- _Activity_
Your task is to repeat exactly the lines from the one with "refrigerator in the picture above?" through the end of the records, both included; please leave the pictures out.

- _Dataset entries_
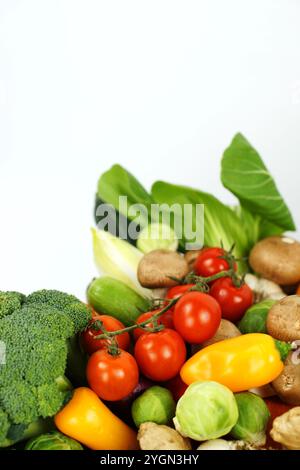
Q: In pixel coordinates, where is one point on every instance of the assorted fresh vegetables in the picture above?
(180, 345)
(207, 410)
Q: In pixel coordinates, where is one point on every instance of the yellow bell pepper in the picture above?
(240, 363)
(86, 419)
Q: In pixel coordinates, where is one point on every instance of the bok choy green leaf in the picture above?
(246, 176)
(221, 224)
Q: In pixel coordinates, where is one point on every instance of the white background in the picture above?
(158, 86)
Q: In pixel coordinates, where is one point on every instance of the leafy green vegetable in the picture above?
(53, 441)
(155, 405)
(254, 320)
(220, 221)
(253, 419)
(246, 176)
(207, 410)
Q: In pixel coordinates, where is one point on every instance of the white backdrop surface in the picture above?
(160, 87)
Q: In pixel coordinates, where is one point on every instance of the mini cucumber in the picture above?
(112, 297)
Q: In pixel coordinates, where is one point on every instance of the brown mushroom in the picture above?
(190, 257)
(287, 385)
(226, 330)
(263, 288)
(286, 429)
(283, 320)
(157, 268)
(277, 259)
(153, 436)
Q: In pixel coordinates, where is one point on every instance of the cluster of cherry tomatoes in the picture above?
(160, 355)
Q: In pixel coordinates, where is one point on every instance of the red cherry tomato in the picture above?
(160, 355)
(197, 317)
(234, 301)
(90, 344)
(165, 319)
(176, 386)
(111, 377)
(209, 262)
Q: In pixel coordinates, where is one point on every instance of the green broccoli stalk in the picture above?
(36, 332)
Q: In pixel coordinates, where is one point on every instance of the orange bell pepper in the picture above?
(86, 419)
(240, 363)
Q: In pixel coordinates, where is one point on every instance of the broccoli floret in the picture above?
(35, 333)
(78, 312)
(47, 362)
(51, 398)
(56, 324)
(9, 302)
(4, 425)
(19, 401)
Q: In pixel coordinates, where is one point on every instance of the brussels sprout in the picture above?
(157, 237)
(53, 441)
(207, 410)
(254, 320)
(155, 405)
(253, 419)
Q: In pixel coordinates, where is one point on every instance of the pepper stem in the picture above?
(283, 349)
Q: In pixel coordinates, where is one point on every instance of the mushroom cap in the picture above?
(277, 259)
(286, 429)
(287, 385)
(190, 257)
(226, 330)
(157, 267)
(283, 320)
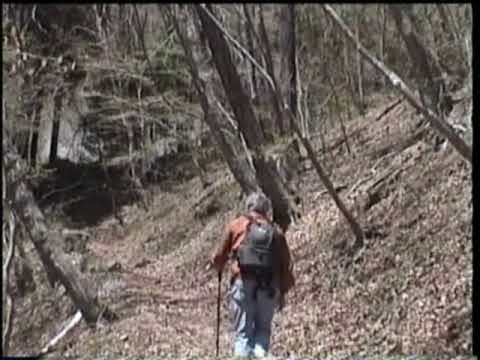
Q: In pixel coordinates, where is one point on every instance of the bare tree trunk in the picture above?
(231, 81)
(8, 304)
(57, 113)
(355, 226)
(288, 64)
(429, 74)
(437, 123)
(240, 171)
(339, 113)
(383, 38)
(242, 108)
(276, 104)
(56, 264)
(251, 49)
(359, 66)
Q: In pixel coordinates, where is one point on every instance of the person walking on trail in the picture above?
(261, 274)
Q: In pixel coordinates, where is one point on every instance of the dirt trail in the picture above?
(408, 291)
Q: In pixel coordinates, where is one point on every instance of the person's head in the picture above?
(260, 203)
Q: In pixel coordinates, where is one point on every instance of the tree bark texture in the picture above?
(443, 128)
(240, 170)
(245, 116)
(46, 242)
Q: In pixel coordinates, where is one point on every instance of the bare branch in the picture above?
(437, 123)
(238, 46)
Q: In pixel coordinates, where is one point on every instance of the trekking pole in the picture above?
(218, 312)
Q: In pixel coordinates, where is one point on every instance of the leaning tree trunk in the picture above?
(267, 176)
(240, 170)
(437, 123)
(58, 267)
(287, 45)
(275, 100)
(429, 74)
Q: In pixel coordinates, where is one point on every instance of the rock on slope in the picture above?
(407, 291)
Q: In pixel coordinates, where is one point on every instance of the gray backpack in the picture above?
(256, 253)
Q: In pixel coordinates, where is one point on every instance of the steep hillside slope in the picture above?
(408, 291)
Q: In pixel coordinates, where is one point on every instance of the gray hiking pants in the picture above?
(252, 314)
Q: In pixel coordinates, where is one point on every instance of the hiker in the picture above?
(256, 289)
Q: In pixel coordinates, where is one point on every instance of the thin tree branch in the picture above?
(437, 123)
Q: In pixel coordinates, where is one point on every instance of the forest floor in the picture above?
(408, 290)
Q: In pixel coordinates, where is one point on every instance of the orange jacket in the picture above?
(235, 233)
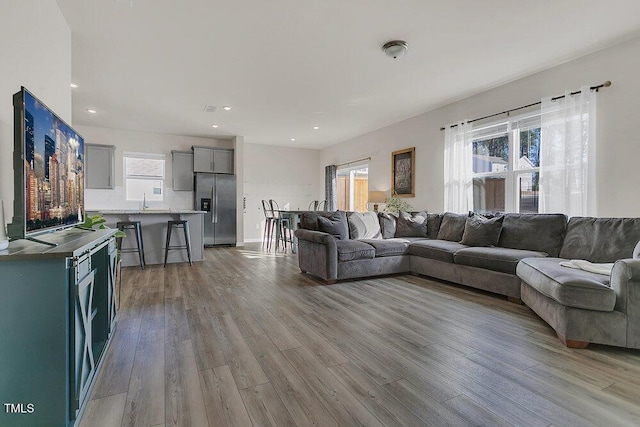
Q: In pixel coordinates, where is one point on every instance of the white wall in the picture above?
(35, 53)
(142, 142)
(618, 139)
(287, 175)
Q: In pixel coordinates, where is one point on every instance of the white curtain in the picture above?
(458, 184)
(567, 154)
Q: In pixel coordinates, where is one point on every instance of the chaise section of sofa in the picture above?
(585, 307)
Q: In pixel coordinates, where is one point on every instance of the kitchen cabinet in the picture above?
(100, 166)
(182, 170)
(58, 314)
(212, 160)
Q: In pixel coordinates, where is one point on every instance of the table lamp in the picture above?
(376, 197)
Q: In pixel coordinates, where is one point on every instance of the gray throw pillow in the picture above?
(387, 225)
(412, 225)
(333, 225)
(481, 231)
(433, 225)
(452, 227)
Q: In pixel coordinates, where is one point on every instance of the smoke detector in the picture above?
(395, 48)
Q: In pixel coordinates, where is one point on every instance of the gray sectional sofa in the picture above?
(515, 255)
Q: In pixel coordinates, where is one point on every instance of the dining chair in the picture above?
(269, 222)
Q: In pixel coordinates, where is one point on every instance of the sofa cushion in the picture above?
(388, 247)
(567, 286)
(481, 231)
(452, 227)
(364, 225)
(309, 220)
(350, 250)
(333, 225)
(433, 225)
(441, 250)
(387, 224)
(504, 260)
(600, 239)
(533, 232)
(409, 225)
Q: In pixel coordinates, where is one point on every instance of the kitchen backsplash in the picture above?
(115, 199)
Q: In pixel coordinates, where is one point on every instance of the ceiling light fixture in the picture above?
(395, 48)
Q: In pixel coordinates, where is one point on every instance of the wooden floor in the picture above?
(244, 338)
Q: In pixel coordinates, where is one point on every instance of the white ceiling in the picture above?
(288, 65)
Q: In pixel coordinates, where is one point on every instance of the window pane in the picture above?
(489, 194)
(528, 184)
(353, 189)
(529, 149)
(491, 155)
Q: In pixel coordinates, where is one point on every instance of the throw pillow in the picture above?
(482, 231)
(364, 225)
(433, 225)
(387, 225)
(452, 227)
(333, 225)
(412, 225)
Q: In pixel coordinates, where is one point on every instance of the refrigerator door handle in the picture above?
(214, 208)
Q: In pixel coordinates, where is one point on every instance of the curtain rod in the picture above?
(354, 161)
(605, 84)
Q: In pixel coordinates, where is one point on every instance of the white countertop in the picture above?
(145, 211)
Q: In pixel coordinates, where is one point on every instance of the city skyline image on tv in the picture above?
(54, 168)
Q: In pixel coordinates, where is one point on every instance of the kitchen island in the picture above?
(154, 233)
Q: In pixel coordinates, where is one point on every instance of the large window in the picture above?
(353, 188)
(144, 177)
(506, 166)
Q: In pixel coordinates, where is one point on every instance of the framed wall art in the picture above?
(403, 172)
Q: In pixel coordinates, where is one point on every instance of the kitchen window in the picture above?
(144, 177)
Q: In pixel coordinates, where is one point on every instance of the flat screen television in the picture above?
(48, 164)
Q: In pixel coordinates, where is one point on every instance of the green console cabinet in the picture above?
(57, 315)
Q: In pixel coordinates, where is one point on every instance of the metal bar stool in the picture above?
(269, 222)
(137, 228)
(187, 238)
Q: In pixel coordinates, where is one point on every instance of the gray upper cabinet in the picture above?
(212, 160)
(203, 159)
(100, 166)
(182, 170)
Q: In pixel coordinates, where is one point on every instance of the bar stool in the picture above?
(137, 228)
(187, 238)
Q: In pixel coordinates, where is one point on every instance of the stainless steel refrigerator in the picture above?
(215, 194)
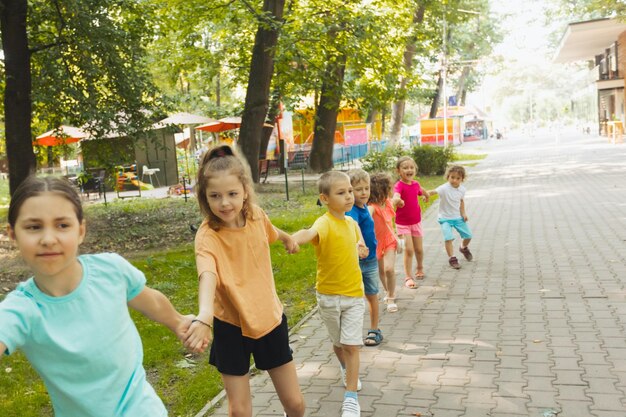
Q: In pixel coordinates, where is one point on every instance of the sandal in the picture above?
(410, 283)
(374, 337)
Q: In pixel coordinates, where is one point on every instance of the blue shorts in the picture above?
(459, 224)
(369, 272)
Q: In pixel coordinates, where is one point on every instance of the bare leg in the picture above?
(238, 394)
(419, 252)
(287, 387)
(372, 301)
(408, 255)
(350, 360)
(381, 273)
(388, 262)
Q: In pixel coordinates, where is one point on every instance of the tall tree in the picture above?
(397, 110)
(72, 62)
(259, 81)
(17, 101)
(321, 158)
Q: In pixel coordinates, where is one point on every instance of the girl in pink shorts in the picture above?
(409, 217)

- _Response to this exercise_
Q: In pixel coordinates, where is one point on every instance of the stainless steel refrigerator in the picture above?
(215, 194)
Q: In pixel coordinates, where is one point on every instance of the sandal in the picture above?
(410, 283)
(374, 337)
Q: In pixel coordinates, where is one point on every instance of the blue shorts in the picture above?
(459, 224)
(369, 272)
Q: In pixel coordinates, where is one point on every instance of the bare leg in the picture above?
(238, 394)
(419, 252)
(287, 387)
(372, 301)
(408, 255)
(350, 360)
(381, 273)
(388, 262)
Q: In pixel coordinates, where is one point on every instance of the tall tree in the picture above?
(397, 110)
(72, 62)
(259, 81)
(17, 101)
(321, 158)
Q: In pixel coordinates, where is one point on every instance of the girl in pink shorts in the picture above?
(409, 217)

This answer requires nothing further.